### [EXCERPT PROVIDED]
....

From: Jukka K. Korpela (jkorpela@cs.tut.fi)
Date: Tue Jan 17 2006 - 17:28:07 CST
On Tue, 17 Jan 2006, Mark E. Shoulson wrote:
> Is the HORIZONTAL ELLIPSIS character, U+2026, to be preferred over using
> three periods (possibly spaced with non-breaking spaces)? Or is it only
> there for backward compatibility?
We recently had a discussion about compatibility characters in general,
and it still seems to me that the position in the Unicode standards is
that compatibility characters be generally avoided, except for legacy
data and other special occasions. We may disagree on what constitutes a
special occasion, but it can hardly mean "whenever you like". And surely
the general principle can be explicitly overruled in the standard for some
characters. As far as I can see, there is no such rule for the HORIZONTAL
ELLIPSIS.
On the other hand, the special role of the HORIZONTAL ELLIPSIS is
difficult to replace by other means. It seems unnecessarily clumsy to add
specific character spacing in word processing whenever you use "...",
and it is also clumsy to do similar things using markup and a style sheet.
(Using <span class="ellipsis">...</span> instead of … or the
HORIZONTAL ELLIPSIS as such doesn't sound very natural.)
Using no-break spaces or normal spaces would not be a good idea, since
it would mostly create far too much spacing. And attempts to reduce the
spacing would be pointless, since you could just as well use "..." and
increased spacing.
> Obviously, "what is preferable" depends on what the situation is, but even so
> there can be a sensible answer, e.g. "f + i" (or "f + ZWJ + i") is preferable
> to U+FB01, LATIN SMALL LIGATURE FI, right?

....

### [EXTRACTED RECORDS]
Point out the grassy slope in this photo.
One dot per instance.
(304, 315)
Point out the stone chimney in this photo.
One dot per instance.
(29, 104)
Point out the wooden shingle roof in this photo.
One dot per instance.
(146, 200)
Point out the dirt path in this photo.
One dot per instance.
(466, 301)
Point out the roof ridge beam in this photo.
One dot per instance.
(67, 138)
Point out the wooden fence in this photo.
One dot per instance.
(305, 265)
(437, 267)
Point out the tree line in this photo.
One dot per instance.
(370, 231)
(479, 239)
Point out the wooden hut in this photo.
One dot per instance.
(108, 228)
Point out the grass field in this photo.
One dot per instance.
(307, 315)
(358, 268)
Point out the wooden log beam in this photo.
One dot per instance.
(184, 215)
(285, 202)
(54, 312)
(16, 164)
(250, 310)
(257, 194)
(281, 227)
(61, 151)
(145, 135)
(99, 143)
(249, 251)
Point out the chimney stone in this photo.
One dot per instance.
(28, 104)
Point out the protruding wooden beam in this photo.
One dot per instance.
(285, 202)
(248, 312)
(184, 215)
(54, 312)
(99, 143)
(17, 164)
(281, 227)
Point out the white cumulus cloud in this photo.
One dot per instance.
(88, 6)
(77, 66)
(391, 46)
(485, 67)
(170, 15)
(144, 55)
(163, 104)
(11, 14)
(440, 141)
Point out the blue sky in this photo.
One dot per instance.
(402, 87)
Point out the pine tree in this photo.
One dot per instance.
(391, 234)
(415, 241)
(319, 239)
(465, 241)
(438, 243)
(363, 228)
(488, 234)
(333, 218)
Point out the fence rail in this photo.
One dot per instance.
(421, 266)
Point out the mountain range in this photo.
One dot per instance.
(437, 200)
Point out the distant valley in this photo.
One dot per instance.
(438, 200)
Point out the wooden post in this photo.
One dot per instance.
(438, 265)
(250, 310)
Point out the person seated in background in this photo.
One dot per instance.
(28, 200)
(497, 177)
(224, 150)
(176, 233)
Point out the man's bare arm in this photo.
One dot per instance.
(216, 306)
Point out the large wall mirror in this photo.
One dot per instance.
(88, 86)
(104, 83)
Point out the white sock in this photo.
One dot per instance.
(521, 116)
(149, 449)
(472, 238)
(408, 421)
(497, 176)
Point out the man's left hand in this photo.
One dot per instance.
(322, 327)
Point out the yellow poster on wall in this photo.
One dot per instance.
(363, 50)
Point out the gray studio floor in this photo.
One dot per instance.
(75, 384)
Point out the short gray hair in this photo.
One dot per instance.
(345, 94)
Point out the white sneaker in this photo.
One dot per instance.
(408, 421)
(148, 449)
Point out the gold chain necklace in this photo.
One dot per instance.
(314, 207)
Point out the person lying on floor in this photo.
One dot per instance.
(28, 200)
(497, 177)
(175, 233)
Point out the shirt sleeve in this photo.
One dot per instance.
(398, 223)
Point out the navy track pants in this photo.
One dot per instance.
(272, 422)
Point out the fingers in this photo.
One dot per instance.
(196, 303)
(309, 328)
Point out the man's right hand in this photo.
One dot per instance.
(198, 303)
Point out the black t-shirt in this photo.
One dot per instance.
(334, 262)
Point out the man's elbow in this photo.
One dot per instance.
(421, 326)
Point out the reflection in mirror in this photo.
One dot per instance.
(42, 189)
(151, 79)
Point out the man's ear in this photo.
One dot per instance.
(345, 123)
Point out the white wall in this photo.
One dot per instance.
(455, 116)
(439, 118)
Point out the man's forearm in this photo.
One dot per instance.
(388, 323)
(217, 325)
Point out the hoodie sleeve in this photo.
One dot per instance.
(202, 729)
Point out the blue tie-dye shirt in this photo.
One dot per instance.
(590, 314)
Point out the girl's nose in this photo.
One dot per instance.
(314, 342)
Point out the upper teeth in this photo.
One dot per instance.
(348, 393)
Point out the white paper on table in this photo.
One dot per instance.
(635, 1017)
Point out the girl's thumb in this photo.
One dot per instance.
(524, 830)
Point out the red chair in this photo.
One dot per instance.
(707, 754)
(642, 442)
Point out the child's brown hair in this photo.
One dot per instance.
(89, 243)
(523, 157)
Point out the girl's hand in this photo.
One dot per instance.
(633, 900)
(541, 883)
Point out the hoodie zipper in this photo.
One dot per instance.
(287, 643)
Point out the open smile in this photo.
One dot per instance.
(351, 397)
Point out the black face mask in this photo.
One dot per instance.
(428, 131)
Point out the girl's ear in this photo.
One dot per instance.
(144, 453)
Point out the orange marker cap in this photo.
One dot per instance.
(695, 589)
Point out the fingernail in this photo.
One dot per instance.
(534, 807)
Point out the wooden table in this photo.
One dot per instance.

....

### [WRITTEN TASK A]
Please update the passage of the ellipsis post starting with "Date: Tue Jan" and going on through "for backward compatibility?", so that "dots" replaces "periods".
### [WRITTEN TASK B]
Give the number of lines in the records that contain the string "chimney", counting only matches in the same case. Reply with the number alone.

### [EXERCISE OUTPUT A]
Date: Tue Jan 17 2006 - 17:28:07 CST
On Tue, 17 Jan 2006, Mark E. Shoulson wrote:
> Is the HORIZONTAL ELLIPSIS character, U+2026, to be preferred over using
> three dots (possibly spaced with non-breaking spaces)? Or is it only
> there for backward compatibility?

### [EXERCISE OUTPUT B]
2